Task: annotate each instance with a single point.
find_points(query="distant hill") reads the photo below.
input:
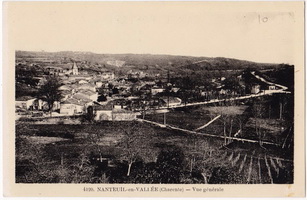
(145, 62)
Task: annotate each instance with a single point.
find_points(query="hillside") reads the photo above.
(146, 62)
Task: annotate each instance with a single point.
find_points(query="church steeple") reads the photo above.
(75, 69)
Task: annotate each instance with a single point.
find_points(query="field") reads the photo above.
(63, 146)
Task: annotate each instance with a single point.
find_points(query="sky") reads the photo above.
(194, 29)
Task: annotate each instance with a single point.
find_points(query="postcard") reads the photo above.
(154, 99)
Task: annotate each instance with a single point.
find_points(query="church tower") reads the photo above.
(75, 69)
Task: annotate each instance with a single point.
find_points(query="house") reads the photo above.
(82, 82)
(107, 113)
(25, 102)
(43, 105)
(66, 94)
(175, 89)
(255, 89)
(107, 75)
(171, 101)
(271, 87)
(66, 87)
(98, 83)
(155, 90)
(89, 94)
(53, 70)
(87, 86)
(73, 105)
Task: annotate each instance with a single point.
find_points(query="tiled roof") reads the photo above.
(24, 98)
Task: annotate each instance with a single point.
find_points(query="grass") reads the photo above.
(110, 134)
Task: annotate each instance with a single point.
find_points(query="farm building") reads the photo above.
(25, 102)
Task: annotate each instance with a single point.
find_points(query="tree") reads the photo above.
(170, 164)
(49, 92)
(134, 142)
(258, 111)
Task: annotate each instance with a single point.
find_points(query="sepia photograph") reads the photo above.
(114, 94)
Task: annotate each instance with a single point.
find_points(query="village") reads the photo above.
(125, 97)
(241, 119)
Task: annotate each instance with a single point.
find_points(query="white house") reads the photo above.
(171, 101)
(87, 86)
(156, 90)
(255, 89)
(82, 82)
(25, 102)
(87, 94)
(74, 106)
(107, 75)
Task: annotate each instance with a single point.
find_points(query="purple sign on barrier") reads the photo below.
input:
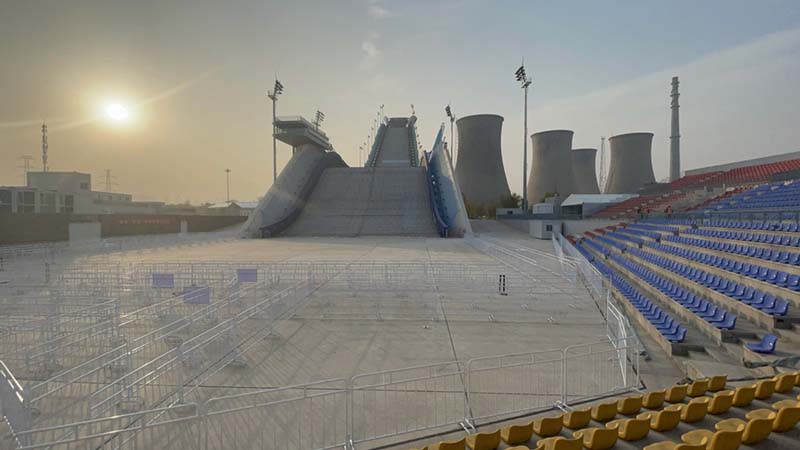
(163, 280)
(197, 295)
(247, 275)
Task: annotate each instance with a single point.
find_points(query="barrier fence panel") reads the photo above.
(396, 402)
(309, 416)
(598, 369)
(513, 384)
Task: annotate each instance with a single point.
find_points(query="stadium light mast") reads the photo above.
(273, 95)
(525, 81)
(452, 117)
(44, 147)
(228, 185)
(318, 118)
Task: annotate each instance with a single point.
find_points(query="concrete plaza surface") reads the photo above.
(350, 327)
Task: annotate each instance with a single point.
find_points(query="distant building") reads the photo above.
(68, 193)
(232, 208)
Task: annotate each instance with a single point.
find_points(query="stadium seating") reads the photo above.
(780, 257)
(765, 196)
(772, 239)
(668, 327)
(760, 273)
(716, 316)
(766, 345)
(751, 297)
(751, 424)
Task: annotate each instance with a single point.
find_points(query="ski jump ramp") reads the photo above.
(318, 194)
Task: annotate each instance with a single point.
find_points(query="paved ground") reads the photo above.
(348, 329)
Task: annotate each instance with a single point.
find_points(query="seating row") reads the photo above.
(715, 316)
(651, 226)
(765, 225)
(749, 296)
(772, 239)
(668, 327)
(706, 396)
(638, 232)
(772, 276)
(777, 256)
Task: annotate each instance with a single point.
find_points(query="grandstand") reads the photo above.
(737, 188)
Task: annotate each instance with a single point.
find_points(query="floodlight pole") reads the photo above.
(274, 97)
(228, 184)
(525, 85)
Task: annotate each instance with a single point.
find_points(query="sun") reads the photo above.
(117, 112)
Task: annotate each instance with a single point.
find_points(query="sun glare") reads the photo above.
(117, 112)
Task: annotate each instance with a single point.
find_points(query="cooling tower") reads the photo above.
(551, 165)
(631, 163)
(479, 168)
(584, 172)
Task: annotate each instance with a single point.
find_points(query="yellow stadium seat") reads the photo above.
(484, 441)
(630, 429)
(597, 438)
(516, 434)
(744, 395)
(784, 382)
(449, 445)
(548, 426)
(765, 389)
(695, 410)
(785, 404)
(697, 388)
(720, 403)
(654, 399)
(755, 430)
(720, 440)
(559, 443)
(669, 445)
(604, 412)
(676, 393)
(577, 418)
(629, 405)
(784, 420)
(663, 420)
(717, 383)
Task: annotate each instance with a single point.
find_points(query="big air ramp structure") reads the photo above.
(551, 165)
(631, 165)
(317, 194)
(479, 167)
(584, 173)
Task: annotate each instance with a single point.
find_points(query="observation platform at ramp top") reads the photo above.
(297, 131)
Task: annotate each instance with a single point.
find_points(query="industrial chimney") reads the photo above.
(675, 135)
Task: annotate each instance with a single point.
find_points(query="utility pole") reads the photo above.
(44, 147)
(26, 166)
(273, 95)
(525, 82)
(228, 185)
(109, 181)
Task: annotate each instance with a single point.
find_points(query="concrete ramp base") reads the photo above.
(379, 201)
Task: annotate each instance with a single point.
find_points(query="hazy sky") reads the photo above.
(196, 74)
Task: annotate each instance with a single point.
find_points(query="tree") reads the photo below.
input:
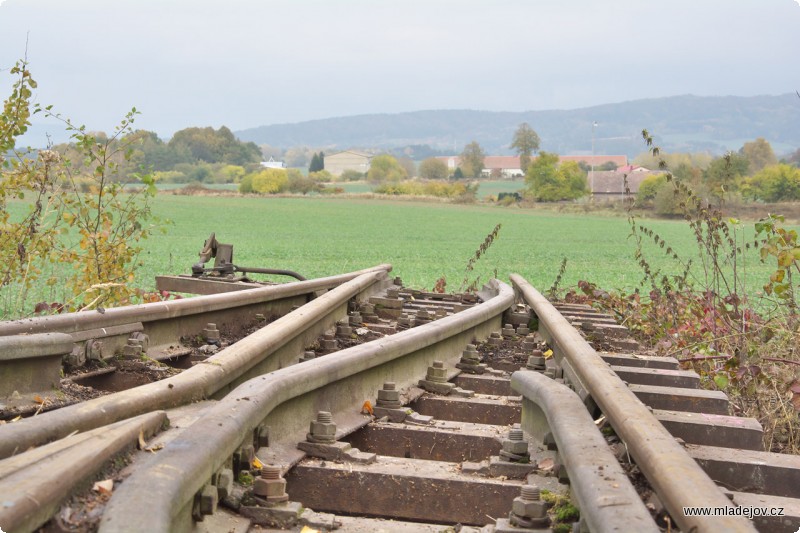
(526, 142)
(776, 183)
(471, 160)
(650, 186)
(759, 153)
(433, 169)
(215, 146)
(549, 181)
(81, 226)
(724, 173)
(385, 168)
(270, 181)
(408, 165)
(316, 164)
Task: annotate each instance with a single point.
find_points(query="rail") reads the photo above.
- - -
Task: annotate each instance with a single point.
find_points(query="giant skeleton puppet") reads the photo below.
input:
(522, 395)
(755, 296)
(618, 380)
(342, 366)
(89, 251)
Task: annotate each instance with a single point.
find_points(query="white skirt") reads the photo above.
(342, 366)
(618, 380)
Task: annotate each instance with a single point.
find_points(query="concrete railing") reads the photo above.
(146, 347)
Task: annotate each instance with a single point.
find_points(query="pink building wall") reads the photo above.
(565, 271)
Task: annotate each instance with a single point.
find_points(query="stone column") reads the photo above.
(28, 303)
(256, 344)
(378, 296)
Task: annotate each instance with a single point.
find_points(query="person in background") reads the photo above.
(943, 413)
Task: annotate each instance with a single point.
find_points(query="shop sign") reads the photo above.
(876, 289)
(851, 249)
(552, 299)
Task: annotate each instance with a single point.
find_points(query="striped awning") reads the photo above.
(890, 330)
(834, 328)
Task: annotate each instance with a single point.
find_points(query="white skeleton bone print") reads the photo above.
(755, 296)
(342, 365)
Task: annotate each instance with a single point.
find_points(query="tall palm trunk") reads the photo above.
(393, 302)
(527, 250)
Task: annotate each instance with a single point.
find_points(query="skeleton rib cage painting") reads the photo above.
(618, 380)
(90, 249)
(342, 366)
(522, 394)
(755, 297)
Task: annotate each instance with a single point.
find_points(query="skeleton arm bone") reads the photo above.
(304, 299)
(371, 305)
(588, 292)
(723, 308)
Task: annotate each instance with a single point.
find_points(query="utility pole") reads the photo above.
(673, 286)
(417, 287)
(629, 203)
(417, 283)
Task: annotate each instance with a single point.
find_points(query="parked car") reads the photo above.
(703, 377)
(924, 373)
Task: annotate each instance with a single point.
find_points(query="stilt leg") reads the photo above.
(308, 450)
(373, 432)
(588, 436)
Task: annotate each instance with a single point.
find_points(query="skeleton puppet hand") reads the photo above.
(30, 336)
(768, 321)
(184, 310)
- - -
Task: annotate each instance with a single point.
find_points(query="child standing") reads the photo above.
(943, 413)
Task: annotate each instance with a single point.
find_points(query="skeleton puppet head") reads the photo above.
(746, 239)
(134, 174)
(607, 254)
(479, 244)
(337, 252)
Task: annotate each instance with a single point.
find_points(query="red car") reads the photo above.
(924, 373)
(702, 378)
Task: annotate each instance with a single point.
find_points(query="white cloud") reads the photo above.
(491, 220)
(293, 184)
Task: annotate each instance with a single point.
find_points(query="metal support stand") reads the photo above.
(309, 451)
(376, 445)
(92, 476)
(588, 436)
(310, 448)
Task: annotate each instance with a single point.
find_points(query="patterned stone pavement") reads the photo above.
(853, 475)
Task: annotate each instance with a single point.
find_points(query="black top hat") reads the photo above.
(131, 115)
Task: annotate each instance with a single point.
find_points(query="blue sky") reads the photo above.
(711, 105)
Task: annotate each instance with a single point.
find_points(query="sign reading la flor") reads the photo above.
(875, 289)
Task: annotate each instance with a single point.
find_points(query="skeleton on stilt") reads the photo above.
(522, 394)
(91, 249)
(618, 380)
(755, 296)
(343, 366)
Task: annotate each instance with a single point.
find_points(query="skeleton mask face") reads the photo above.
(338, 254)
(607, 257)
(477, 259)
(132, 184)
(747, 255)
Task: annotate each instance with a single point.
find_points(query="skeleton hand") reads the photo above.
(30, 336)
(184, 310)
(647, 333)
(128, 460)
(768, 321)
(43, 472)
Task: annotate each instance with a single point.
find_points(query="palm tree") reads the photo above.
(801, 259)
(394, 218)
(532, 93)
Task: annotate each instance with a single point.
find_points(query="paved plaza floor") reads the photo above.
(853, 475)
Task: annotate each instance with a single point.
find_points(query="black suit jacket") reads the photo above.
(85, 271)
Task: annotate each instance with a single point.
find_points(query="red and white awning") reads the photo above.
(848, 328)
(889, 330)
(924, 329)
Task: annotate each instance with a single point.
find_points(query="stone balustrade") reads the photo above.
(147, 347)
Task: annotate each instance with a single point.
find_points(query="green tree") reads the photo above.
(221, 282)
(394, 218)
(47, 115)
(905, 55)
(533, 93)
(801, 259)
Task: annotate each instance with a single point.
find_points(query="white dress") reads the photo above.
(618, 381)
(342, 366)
- - -
§ Instructions to follow
Anywhere the listing shows the word "below", copy the full line.

§ Task result
find_points(query="distant hill") reads the photo below.
find_points(query="purple sign on barrier") reads the photo below.
find_points(query="tree") reads the photo below.
find_points(query="giant skeleton puppet") reads the photo below.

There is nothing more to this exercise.